Start of Data entries
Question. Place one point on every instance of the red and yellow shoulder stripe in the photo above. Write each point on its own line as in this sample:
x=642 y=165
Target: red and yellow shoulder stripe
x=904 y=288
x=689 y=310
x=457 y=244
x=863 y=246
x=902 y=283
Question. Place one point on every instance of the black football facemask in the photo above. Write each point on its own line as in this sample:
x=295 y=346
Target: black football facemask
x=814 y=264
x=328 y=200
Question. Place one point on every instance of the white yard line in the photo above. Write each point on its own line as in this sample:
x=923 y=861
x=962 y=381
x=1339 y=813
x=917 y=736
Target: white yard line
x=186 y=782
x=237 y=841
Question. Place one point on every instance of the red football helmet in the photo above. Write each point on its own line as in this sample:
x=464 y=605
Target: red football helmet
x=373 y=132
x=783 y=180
End of Data entries
Start of Data entries
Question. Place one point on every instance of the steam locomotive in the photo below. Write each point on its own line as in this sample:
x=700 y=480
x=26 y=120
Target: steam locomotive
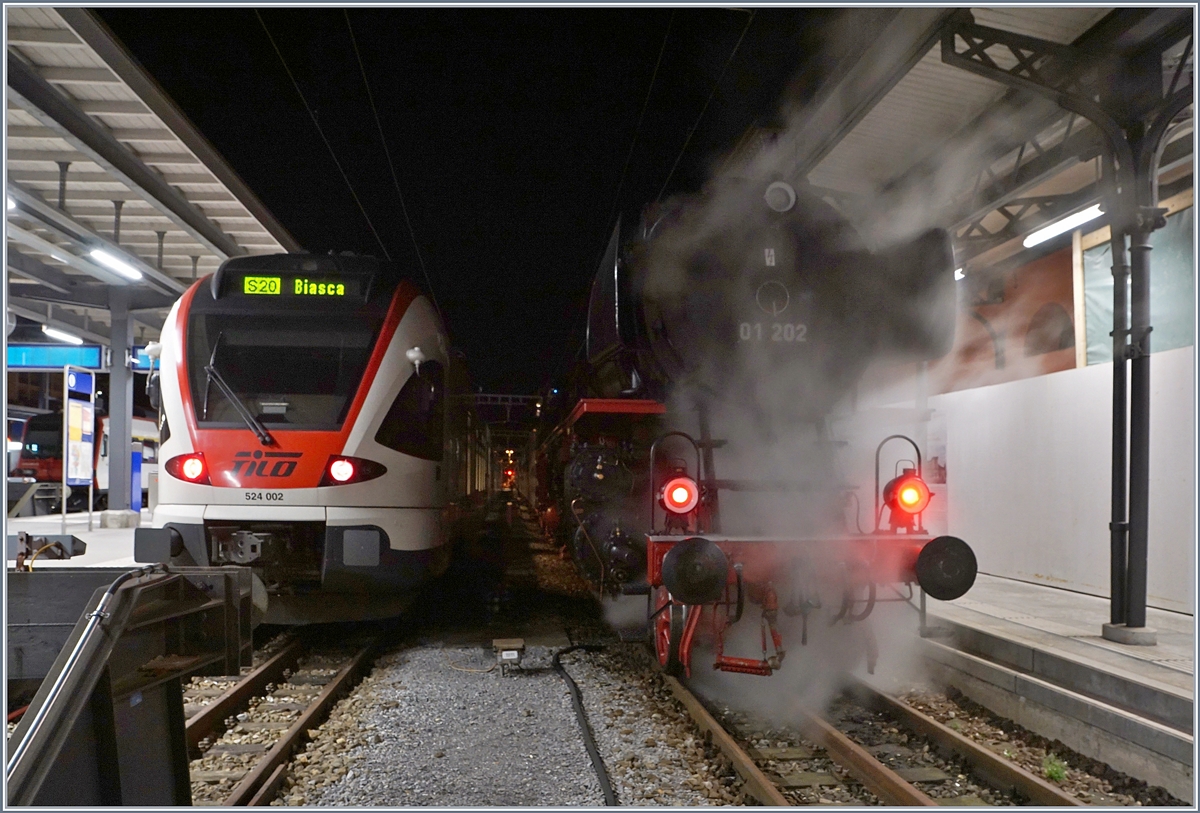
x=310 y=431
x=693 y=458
End of Data entries
- **Short exercise**
Can you reproduce, word for word, the lines between the one containing "Question. Place one point on every instance of the steam" and the one containing "x=693 y=458", inclusive, while omitting the pictures?

- **Result**
Question. Place one point on every instance of the steam locomotive in the photo below. Write each point on its own line as in this sample:
x=700 y=480
x=26 y=120
Target: steam locomotive
x=310 y=431
x=693 y=458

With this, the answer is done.